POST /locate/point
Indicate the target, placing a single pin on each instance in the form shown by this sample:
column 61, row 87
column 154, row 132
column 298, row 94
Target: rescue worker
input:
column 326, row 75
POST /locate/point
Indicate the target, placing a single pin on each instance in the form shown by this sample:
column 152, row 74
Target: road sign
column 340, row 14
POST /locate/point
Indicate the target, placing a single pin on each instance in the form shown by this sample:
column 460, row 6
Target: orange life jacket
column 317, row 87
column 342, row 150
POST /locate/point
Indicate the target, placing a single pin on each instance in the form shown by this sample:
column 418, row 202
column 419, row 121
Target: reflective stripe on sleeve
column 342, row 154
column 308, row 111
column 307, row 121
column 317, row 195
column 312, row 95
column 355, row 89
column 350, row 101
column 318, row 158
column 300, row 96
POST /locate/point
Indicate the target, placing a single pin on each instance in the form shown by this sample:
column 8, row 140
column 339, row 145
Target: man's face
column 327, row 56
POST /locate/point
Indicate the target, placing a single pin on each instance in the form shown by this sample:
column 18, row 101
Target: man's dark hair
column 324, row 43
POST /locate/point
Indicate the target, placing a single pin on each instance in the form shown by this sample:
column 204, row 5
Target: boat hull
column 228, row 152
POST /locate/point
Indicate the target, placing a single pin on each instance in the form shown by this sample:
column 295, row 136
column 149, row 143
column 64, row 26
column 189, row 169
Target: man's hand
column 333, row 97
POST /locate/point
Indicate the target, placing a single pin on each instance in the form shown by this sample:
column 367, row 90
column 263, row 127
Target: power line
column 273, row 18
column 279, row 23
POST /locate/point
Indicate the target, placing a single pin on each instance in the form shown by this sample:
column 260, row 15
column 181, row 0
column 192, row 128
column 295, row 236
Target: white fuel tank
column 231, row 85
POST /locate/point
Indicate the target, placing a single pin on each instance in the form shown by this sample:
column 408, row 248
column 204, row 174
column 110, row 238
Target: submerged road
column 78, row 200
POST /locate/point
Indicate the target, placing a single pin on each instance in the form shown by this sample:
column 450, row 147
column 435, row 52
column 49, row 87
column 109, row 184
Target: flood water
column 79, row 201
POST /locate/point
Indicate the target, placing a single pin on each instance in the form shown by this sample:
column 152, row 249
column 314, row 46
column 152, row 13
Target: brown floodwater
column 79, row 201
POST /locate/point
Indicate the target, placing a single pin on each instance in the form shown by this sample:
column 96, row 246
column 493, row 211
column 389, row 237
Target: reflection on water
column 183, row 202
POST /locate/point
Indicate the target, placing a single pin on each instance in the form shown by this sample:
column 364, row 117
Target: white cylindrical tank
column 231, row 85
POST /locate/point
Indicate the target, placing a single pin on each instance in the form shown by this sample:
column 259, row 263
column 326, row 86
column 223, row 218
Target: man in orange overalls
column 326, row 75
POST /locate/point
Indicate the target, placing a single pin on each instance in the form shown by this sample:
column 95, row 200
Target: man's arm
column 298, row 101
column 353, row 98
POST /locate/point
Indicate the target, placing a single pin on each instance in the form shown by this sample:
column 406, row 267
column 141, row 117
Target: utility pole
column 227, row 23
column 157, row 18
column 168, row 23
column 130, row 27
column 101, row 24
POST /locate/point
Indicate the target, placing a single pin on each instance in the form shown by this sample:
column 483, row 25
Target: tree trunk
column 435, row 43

* What is required:
Print all of the records above again, line for line, with nothing altered.

* Output:
POST /locate/point
Indicate the target, placing a single pin on each instance in the form shown by this sample:
column 61, row 87
column 154, row 132
column 298, row 94
Target: rescue worker
input:
column 326, row 75
POST /locate/point
Indicate the target, placing a single pin on each instance in the form shown by this sample:
column 152, row 74
Target: road sign
column 340, row 14
POST /locate/point
Indicate the target, placing a single pin on each instance in the form shown by this sample:
column 460, row 6
Target: orange life jacket
column 317, row 87
column 342, row 150
POST /locate/point
Indicate the target, placing a single pin on each instance in the form shown by this sample:
column 418, row 202
column 419, row 121
Target: reflective stripe on sleeve
column 342, row 154
column 308, row 111
column 307, row 121
column 317, row 195
column 312, row 95
column 355, row 89
column 350, row 101
column 318, row 158
column 300, row 96
POST /locate/point
Indicate the target, placing a single pin on each instance in the form shown by this sample:
column 8, row 140
column 339, row 145
Target: man's face
column 327, row 56
POST /locate/point
Indicate the target, placing a single pin on each instance in the form shown by this sample:
column 18, row 101
Target: man's dark hair
column 324, row 43
POST /locate/point
Indicate the target, placing a single pin on each instance in the form shown by this sample:
column 204, row 5
Target: boat hull
column 228, row 152
POST /locate/point
Indicate the target, placing a single pin on each instance in the form shown by this sample:
column 295, row 136
column 149, row 143
column 64, row 26
column 189, row 169
Target: man's hand
column 333, row 97
POST /locate/point
Indicate the target, placing a single pin on each instance in the form shown by this sample:
column 367, row 90
column 263, row 127
Target: power line
column 273, row 18
column 279, row 23
POST /locate/point
Indicate the target, placing a single pin on each instance in the form shown by this sample:
column 260, row 15
column 181, row 0
column 192, row 128
column 295, row 236
Target: white fuel tank
column 231, row 85
POST /locate/point
Indicate the target, placing a single pin on each instance in the form shown by this sample:
column 408, row 248
column 204, row 174
column 110, row 238
Target: submerged road
column 78, row 200
POST /locate/point
Indicate the target, placing a single pin on each instance in the form shown by this sample:
column 450, row 147
column 435, row 52
column 49, row 87
column 109, row 184
Target: flood water
column 79, row 201
POST /locate/point
Indicate the target, placing a single pin on each instance in the form shown by this sample:
column 152, row 249
column 314, row 46
column 152, row 13
Target: brown floodwater
column 79, row 201
POST /locate/point
Indicate the target, placing a single pin on each instance in the form shown by this sample:
column 96, row 246
column 493, row 211
column 389, row 237
Target: reflection on water
column 183, row 202
POST /locate/point
Indicate the target, placing a single pin on each instance in the form shown by this sample:
column 364, row 117
Target: white cylindrical tank
column 231, row 85
POST /locate/point
Indicate the target, placing a single pin on each instance in the form shown by this sample:
column 259, row 263
column 326, row 86
column 223, row 218
Target: man in orange overalls
column 326, row 75
POST /locate/point
Indicate the target, placing a single pin on each instance in the form shown by this sample:
column 95, row 200
Target: man's arm
column 298, row 101
column 353, row 98
POST /locate/point
Indicate the target, placing a single pin on each instance in the form shown by this sample:
column 406, row 267
column 141, row 117
Target: utility pole
column 227, row 23
column 157, row 18
column 168, row 23
column 130, row 27
column 101, row 24
POST /locate/point
Indicate the target, placing a single pin on each instance in the form shown by this sample:
column 483, row 25
Target: tree trunk
column 435, row 43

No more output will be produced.